** begin **

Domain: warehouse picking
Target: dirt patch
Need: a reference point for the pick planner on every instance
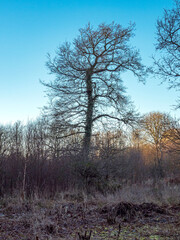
(55, 220)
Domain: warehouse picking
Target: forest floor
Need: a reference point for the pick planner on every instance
(52, 219)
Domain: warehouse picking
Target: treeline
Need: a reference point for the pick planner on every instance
(35, 159)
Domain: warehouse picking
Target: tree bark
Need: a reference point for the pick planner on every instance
(89, 115)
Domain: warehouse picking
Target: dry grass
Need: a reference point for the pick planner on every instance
(70, 212)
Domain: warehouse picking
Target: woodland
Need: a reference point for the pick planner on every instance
(91, 166)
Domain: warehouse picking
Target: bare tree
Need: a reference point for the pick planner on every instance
(88, 88)
(168, 46)
(155, 127)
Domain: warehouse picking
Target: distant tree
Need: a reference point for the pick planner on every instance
(155, 127)
(88, 87)
(168, 46)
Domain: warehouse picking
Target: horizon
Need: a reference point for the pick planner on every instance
(32, 29)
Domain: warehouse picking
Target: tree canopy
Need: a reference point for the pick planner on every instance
(88, 87)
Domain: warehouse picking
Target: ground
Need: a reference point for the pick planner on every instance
(52, 219)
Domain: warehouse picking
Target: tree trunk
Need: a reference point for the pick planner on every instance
(89, 116)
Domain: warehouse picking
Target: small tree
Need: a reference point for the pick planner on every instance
(155, 127)
(88, 87)
(168, 45)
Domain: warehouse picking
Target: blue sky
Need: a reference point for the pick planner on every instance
(32, 28)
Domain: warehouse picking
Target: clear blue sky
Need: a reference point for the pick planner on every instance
(29, 29)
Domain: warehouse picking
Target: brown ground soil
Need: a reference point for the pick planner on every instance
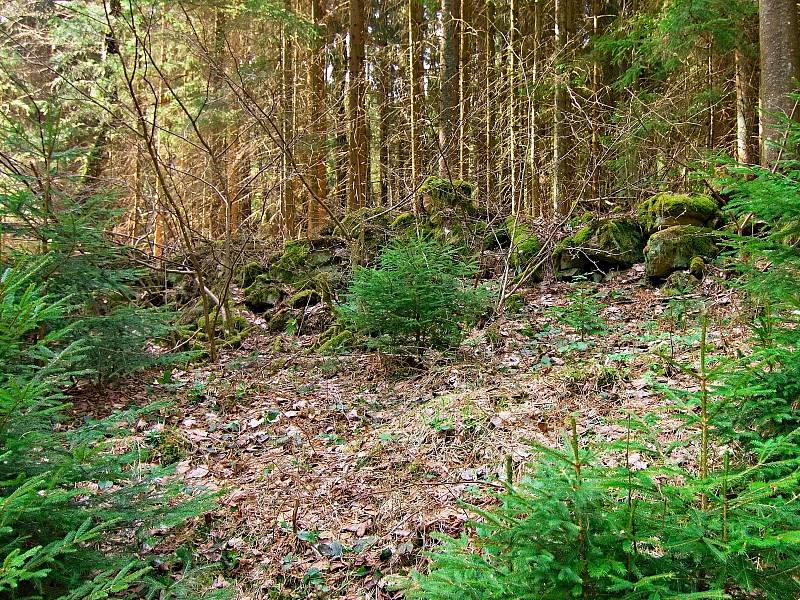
(336, 470)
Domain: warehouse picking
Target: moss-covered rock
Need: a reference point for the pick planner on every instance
(599, 245)
(280, 320)
(697, 266)
(438, 193)
(674, 248)
(404, 220)
(335, 342)
(249, 272)
(305, 298)
(667, 210)
(525, 246)
(263, 295)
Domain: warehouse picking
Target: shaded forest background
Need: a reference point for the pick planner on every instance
(211, 119)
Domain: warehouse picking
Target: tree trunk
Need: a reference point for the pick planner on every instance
(288, 210)
(316, 84)
(449, 91)
(746, 106)
(416, 92)
(780, 66)
(358, 143)
(562, 168)
(464, 89)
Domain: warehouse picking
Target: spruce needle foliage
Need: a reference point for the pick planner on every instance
(419, 296)
(72, 510)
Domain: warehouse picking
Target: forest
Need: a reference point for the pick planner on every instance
(414, 299)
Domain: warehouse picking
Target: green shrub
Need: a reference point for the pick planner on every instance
(582, 311)
(419, 296)
(64, 494)
(717, 519)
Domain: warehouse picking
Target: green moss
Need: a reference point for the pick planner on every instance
(667, 210)
(404, 220)
(249, 272)
(280, 320)
(524, 243)
(598, 245)
(674, 248)
(697, 266)
(305, 298)
(171, 446)
(621, 236)
(263, 295)
(336, 342)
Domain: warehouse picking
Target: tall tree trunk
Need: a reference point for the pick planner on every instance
(339, 77)
(746, 106)
(449, 91)
(780, 67)
(533, 191)
(416, 93)
(511, 107)
(483, 132)
(464, 87)
(288, 209)
(316, 84)
(358, 142)
(562, 168)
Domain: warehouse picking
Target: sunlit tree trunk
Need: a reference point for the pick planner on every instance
(780, 67)
(416, 92)
(562, 168)
(448, 111)
(358, 142)
(316, 84)
(746, 106)
(288, 208)
(465, 47)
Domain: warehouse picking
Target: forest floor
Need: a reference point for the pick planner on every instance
(336, 470)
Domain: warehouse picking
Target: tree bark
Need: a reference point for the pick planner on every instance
(316, 84)
(448, 156)
(358, 142)
(780, 67)
(416, 93)
(562, 168)
(288, 209)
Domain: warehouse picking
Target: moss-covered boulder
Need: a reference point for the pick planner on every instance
(668, 210)
(279, 322)
(674, 248)
(305, 298)
(599, 245)
(263, 294)
(438, 193)
(525, 246)
(249, 272)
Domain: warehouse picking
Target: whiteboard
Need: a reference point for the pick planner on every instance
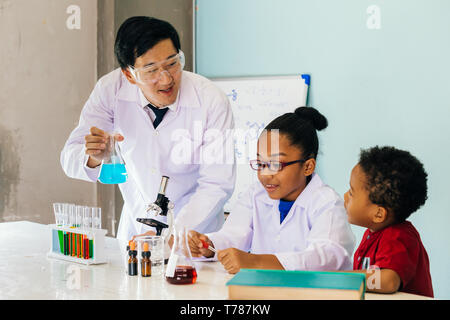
(255, 103)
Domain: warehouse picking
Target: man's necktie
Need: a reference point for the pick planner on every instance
(159, 113)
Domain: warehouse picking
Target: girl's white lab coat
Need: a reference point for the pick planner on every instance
(198, 188)
(315, 235)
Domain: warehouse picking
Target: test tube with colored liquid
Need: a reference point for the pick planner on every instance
(96, 224)
(58, 209)
(87, 224)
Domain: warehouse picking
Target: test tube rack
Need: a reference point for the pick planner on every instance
(97, 254)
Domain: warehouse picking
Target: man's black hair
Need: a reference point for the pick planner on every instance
(396, 180)
(137, 35)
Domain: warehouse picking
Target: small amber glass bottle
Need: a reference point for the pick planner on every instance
(146, 263)
(132, 261)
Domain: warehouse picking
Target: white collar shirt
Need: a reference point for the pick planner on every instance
(315, 235)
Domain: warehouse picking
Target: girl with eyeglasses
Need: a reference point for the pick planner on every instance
(290, 219)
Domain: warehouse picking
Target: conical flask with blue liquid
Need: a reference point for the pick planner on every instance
(113, 169)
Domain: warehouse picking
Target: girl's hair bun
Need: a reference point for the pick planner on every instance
(317, 120)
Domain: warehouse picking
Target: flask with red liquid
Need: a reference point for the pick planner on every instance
(181, 269)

** end **

What is expected >>
Repeat the data exactly, excluding the pictures.

Problem solution >>
Domain: warehouse picking
Target: dirt patch
Need: a reference point for the pick planner on every instance
(55, 220)
Domain: warehouse picking
Target: forest floor
Need: a reference point for the pick planner on every instance
(52, 219)
Domain: warehouse picking
Target: treeline
Need: a reference point for the pick planner on every instance
(35, 159)
Domain: warehouse picking
Target: tree bark
Need: a reference point for the pick planner on every instance
(89, 115)
Domain: warehouse picking
Target: dry grass
Need: a reference point for the pick planner on every instance
(70, 212)
Domain: warehouse picking
Target: woodland
Need: a reference point for the pick planner on every instance
(91, 166)
Domain: warehouse picking
Target: bare tree
Need: a reference point for the pick planner on every instance
(88, 88)
(168, 46)
(155, 127)
Domain: warehouse picking
Target: distant tree
Need: a reference point for the pick planner on every instance
(155, 127)
(88, 87)
(168, 46)
Domain: warehouse picking
Target: horizon
Need: a reference point for the pick planner on every instance
(32, 29)
Domain: warehouse picking
Target: tree canopy
Need: a reference point for the pick planner on every instance
(88, 87)
Domain: warehouse picking
Target: ground
Need: a reference point for the pick planner on every instance
(52, 219)
Domain: warehouse picking
Target: tree trunk
Need: a reference point for the pick planner on every instance
(89, 116)
Domain: warehouse picking
Target: small tree
Need: a reference point for the pick planner on every instance
(155, 127)
(88, 87)
(168, 45)
Domain: warehouse picking
Target: blue sky
Need: a reference point for the pick planner on every instance
(32, 28)
Domain: warehouse picking
Target: clear blue sky
Need: a reference point for the pick planner on every instance
(29, 29)
Domain: warehouse picking
Target: brown ground soil
Need: a reference point for the pick planner on every instance
(336, 470)
Domain: warehouse picking
Target: moss-covered rock
Need: a reference point for the pick planner on every instance
(599, 245)
(280, 320)
(697, 266)
(438, 193)
(674, 248)
(404, 220)
(335, 342)
(249, 272)
(305, 298)
(667, 210)
(525, 246)
(263, 295)
Domain: warehouse picking
Target: shaded forest background
Need: a reference point for the pick planner on every instance
(211, 119)
Domain: warehouse picking
Target: tree trunk
Need: a reference point for the pick planner on every instance
(288, 210)
(316, 84)
(449, 91)
(746, 106)
(416, 92)
(780, 66)
(358, 143)
(562, 168)
(464, 89)
Domain: warehouse picking
Target: spruce needle foliage
Need: a reference point for the pick planner on every instance
(419, 296)
(72, 510)
Domain: warehouse picking
Target: forest
Need: a reference point for the pick planner on every instance
(414, 299)
Domain: warehouse picking
Target: green shrub
Need: a reference point for the pick planner on every instance
(582, 311)
(419, 296)
(64, 494)
(717, 519)
Domain: warehouse picking
Target: green moss
Need: a reference point for the pick planner on every instance
(667, 210)
(404, 220)
(249, 272)
(280, 320)
(524, 243)
(598, 245)
(674, 248)
(697, 266)
(305, 298)
(171, 446)
(621, 236)
(263, 295)
(336, 342)
Domain: warehouse picking
Target: tall tree trunk
Need: a reference point for the pick planner on every instance
(339, 77)
(746, 106)
(449, 91)
(780, 67)
(533, 191)
(416, 93)
(511, 107)
(483, 132)
(464, 87)
(288, 209)
(316, 84)
(358, 142)
(562, 168)
Domain: warehouse picking
Target: sunlit tree trunk
Need: a reference point for the pick planner on every instance
(780, 67)
(416, 92)
(562, 168)
(448, 111)
(358, 142)
(316, 84)
(746, 106)
(288, 208)
(465, 47)
Domain: warehouse picking
Target: forest floor
Need: a reference point for the pick planner on every instance
(336, 470)
Domain: warehouse picking
Target: tree bark
Need: a reference point for the pick planner on every instance
(316, 84)
(448, 156)
(358, 142)
(780, 67)
(416, 93)
(562, 168)
(288, 209)
Domain: warehouse picking
Target: moss-covered boulder
Need: a reference point for the pick planner on every instance
(668, 210)
(279, 322)
(674, 248)
(305, 298)
(599, 245)
(263, 294)
(438, 193)
(525, 246)
(249, 272)
Domain: warehouse picking
Target: whiteboard
Need: a reference point for the pick planner on every instance
(255, 103)
Domain: warehouse picking
Target: man's necktie
Need: a reference point for the pick planner on every instance
(159, 113)
Domain: warehouse picking
Target: girl's white lab coat
Need: a reference point for the pick planner on every instance
(198, 188)
(315, 235)
Domain: warehouse picking
Target: test tube with colored liquid
Need: a reference point for the pick planner on every instance
(96, 224)
(58, 209)
(87, 224)
Domain: warehouse picking
Target: test tube rack
Need: a reference point for the pick planner on every instance
(97, 254)
Domain: warehouse picking
Target: man's black hair
Need: a reference point for the pick planner on every instance
(396, 180)
(137, 35)
Domain: warehouse picking
Target: small amber glass bottle
Need: a reference point for the pick planner on every instance
(146, 263)
(132, 261)
Domain: warehouse picking
Target: white collar shirt
Need: a reference point for the pick planner on every instance
(315, 235)
Domain: warehouse picking
Target: girl with eyeglasses
Need: a reference point for the pick planner on every instance
(290, 219)
Domain: warehouse picking
Target: conical flask with blue liquid
Need: a reference point for the pick planner on every instance
(113, 169)
Domain: warehouse picking
Target: girl's hair bun
Need: a reference point for the pick planner on every instance
(317, 120)
Domain: warehouse picking
Target: flask with red liquid
Need: a reference point for the pick planner on every instance
(181, 269)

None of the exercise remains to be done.